Switch "thickest" to "widest" everywhere in the lines below, change nothing else, and write out all the lines again without the pictures.

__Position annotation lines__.
--
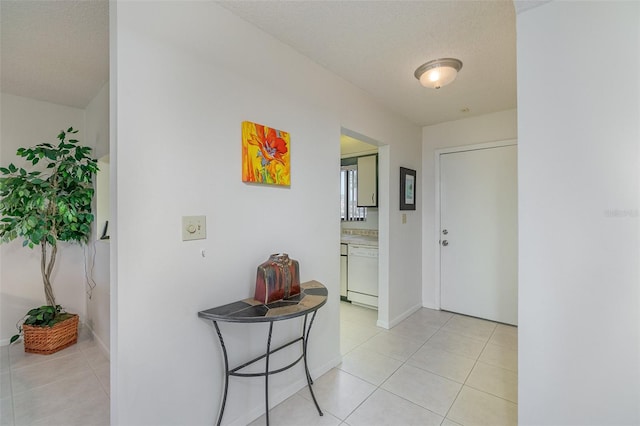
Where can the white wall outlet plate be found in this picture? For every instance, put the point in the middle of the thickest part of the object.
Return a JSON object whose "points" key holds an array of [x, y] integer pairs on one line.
{"points": [[194, 228]]}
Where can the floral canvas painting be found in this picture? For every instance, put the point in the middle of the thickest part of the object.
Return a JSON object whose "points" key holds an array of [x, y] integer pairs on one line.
{"points": [[265, 155]]}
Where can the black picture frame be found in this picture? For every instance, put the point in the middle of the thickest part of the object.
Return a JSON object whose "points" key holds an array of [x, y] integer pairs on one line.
{"points": [[407, 189]]}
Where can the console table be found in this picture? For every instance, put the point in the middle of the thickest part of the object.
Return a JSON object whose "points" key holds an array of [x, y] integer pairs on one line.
{"points": [[312, 297]]}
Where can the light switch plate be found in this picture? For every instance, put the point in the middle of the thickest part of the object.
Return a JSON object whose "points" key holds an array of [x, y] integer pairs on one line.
{"points": [[194, 228]]}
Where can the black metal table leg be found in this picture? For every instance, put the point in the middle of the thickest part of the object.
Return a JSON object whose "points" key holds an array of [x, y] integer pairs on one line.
{"points": [[226, 374], [266, 375]]}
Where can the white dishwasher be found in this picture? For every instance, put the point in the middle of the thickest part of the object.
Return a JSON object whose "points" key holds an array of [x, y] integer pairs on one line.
{"points": [[363, 275]]}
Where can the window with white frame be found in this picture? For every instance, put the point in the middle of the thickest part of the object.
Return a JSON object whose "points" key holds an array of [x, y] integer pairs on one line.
{"points": [[349, 210]]}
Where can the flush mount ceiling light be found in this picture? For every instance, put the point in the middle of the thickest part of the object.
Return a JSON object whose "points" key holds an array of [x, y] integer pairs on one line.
{"points": [[439, 72]]}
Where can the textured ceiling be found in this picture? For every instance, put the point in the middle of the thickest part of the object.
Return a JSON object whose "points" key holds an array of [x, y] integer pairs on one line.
{"points": [[377, 45], [55, 51], [58, 50]]}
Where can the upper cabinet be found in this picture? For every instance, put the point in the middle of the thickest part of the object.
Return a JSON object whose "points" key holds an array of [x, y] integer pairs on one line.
{"points": [[368, 181]]}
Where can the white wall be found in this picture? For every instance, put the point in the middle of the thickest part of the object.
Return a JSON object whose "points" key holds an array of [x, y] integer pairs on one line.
{"points": [[97, 131], [498, 126], [578, 139], [26, 122], [186, 75]]}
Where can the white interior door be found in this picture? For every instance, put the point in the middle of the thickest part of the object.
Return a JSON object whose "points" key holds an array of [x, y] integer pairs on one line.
{"points": [[479, 233]]}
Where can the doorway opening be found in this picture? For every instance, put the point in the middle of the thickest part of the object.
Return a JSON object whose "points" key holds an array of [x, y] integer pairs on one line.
{"points": [[364, 222]]}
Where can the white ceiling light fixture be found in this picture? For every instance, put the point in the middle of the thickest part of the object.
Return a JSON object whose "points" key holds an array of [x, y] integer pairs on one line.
{"points": [[439, 72]]}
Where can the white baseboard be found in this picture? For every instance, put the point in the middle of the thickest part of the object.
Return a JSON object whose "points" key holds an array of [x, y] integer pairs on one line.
{"points": [[406, 314]]}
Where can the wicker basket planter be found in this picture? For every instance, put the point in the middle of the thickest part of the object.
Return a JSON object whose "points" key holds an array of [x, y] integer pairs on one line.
{"points": [[48, 340]]}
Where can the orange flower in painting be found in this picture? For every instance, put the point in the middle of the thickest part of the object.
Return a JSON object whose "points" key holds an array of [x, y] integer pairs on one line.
{"points": [[271, 146], [265, 154]]}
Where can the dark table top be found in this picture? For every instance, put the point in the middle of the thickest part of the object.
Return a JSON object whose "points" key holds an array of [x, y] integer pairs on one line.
{"points": [[312, 296]]}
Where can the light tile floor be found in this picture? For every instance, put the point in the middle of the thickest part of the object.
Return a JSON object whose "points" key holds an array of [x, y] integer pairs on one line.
{"points": [[434, 368], [70, 387]]}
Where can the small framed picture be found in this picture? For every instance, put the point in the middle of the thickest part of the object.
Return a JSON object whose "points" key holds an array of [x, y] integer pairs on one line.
{"points": [[407, 189]]}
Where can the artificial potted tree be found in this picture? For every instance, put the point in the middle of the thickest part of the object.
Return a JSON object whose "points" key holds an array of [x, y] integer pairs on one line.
{"points": [[44, 203]]}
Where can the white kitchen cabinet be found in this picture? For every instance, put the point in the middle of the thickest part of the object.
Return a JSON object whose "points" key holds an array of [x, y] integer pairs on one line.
{"points": [[367, 181]]}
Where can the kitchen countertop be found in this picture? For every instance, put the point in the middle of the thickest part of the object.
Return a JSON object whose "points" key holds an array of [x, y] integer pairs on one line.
{"points": [[364, 240]]}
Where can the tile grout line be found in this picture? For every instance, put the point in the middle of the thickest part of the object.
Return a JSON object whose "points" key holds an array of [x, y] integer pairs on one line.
{"points": [[471, 370]]}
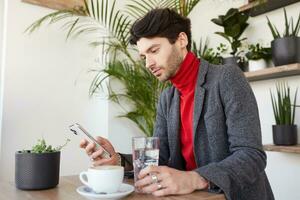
--
__RESPONSE TO THE EXERCISE__.
Where can the white wall outlet plate be found in this picture? For every instance, put the point in the middle of the widest part of the object.
Return a JSON object whose "points" key holds an array of [x, y] integer pairs on one line.
{"points": [[194, 228]]}
Where can the floral canvas painting be found in this picture? For every instance, put the point in the middle of the widest part of the object.
Return a JSON object whose "points" key holds an array of [x, y] integer pairs on one line.
{"points": [[265, 155]]}
Where can the black picture frame be found in this picture? For every instance, put the point in the middle of the widest part of the object.
Return a JSON object whose "points" key holds an array of [x, y] integer pairs on one line.
{"points": [[407, 189]]}
Where can the console table be found in this picture? For every instance, put the point in the middle of the widest part of the object.
Return a JSON object whose "points" key holds an array of [x, y] integer pairs on one line.
{"points": [[312, 297]]}
Where can the light switch plate be found in this picture? For every instance, put the point in the middle of the widest part of the object.
Return a JSON object whose "points" key holds an array of [x, y] integer pairs on one line.
{"points": [[194, 228]]}
Where can the black metal table leg be found in this picture? For every instance, put the point in the middle of the widest part of the object.
Return a JSON object whose "points" key holds an array of [x, y] integer pairs on one line.
{"points": [[226, 374], [266, 375]]}
Where can the white dishwasher be found in this picture? For every instance, put the point in the middle of the widest part of the object.
Return a JSON object whose "points" key holds an array of [x, y] integer pairs on one line.
{"points": [[363, 275]]}
Where can the window with white frame be found in this picture? For every instance, put the point in the middle of the widest part of the object.
Return a JSON object whose "points" key holds an array of [x, y] integer pairs on one line.
{"points": [[349, 210]]}
Where can the flush mount ceiling light be found in this picture? For every instance, put the point in the middle of the widest part of the object.
Return a JSON object whose "points" key holds an array of [x, y] integer pairs on one line.
{"points": [[439, 72]]}
Where can the textured ceiling be found in this picture? For every instance, put the point in the middle of the widest part of the object.
Return a JSON object whose "points" key holds an array of [x, y] integer pairs on one line.
{"points": [[377, 45], [55, 51], [58, 50]]}
Where can the upper cabinet be found in this picture? For every instance, put the point in the middle of the widest part of the object.
Return a JSON object whose "points" key holds an array of [x, y] integer pairs on one line.
{"points": [[368, 181]]}
Where can the white wall be found in this picture? For every instance, put the point in the middle of the widest part of the object.
Return a JSON object whose "points" key holds an array of [x, y] integer pairs on one line.
{"points": [[97, 131], [498, 126], [578, 139], [26, 122], [186, 75]]}
Where can the white interior door be found in this picture? For every instance, put the point in the middle of the widest part of the object.
Return a JSON object whose "points" key holds an array of [x, y] integer pairs on one line.
{"points": [[479, 233]]}
Where can the doorway opening be found in this picture? For every instance, put the point in the middle of the widest part of the object.
Return a JSON object whose "points" key holds an array of [x, y] integer pairs on one line.
{"points": [[364, 222]]}
Where can the white ceiling light fixture be found in this picture? For every instance, put the point in the middle of the widest part of the object.
Return a JSON object whose "points" key holds an array of [x, y] integer pairs on one line.
{"points": [[439, 72]]}
Where can the white baseboard be found in this picture? For every instance, put the point in the middle of the widest part of the object.
Return a JSON object whose "points" key holds an array of [x, y] integer pairs on one line.
{"points": [[406, 314]]}
Where can the wicker basket planter be found in this picture? For every instance, put the point in the middle of the widest part of the object.
Return a JSON object whose "points" key holds an array of [x, y] integer pairs on one line.
{"points": [[48, 340]]}
Where can the orange flower in painting be found in this picture? For every instance, put the point in the middle of the widest part of the object.
Return a JSON object whose "points" key holds an array of [x, y] integer pairs on one line.
{"points": [[271, 146], [265, 154]]}
Where can the dark table top be found in this picture? For every instance, put the point in the middle of the widest part of the object.
Return a JSON object whose "points" key holds an array of [x, y] integer pairs on one line.
{"points": [[312, 296]]}
Where can the light tile floor be found in this picture? For every instance, put the point in the middle of the widest part of the object.
Return a JSON object whose "points" key holds an array of [x, y] integer pairs on one line.
{"points": [[434, 368], [70, 387]]}
Where can the small framed picture be found in this picture? For every instance, put the point in the middle of the widest part of the object.
Return a JSON object whose "points" key holds an array of [x, y] integer pairs on one line.
{"points": [[407, 189]]}
Where can the artificial potted tree be found in this picture? For every instance, put the point in the middle of the widest part of the object.
Return a JSON object whose "points" key holds an array of [x, y] integer pairs on one line.
{"points": [[44, 203]]}
Where can the white kitchen cabinet be found in this picture? For every instance, put the point in the middle of the widest part of the object.
Return a JSON object whose "points" key holds an array of [x, y] integer pairs on one line.
{"points": [[367, 181]]}
Where can the kitchen countertop be found in this picture? For every instance, put the point in the middle of the widest part of the object.
Return a JSON object whose "points" key holds an array of [x, y] integer pairs on one line.
{"points": [[364, 240]]}
Where can the tile grout line be found in this picture? For every instance, put the point in the middle of the widest part of the object.
Return a JSON object whose "points" key holds an array of [x, y] integer pairs on one line.
{"points": [[471, 370]]}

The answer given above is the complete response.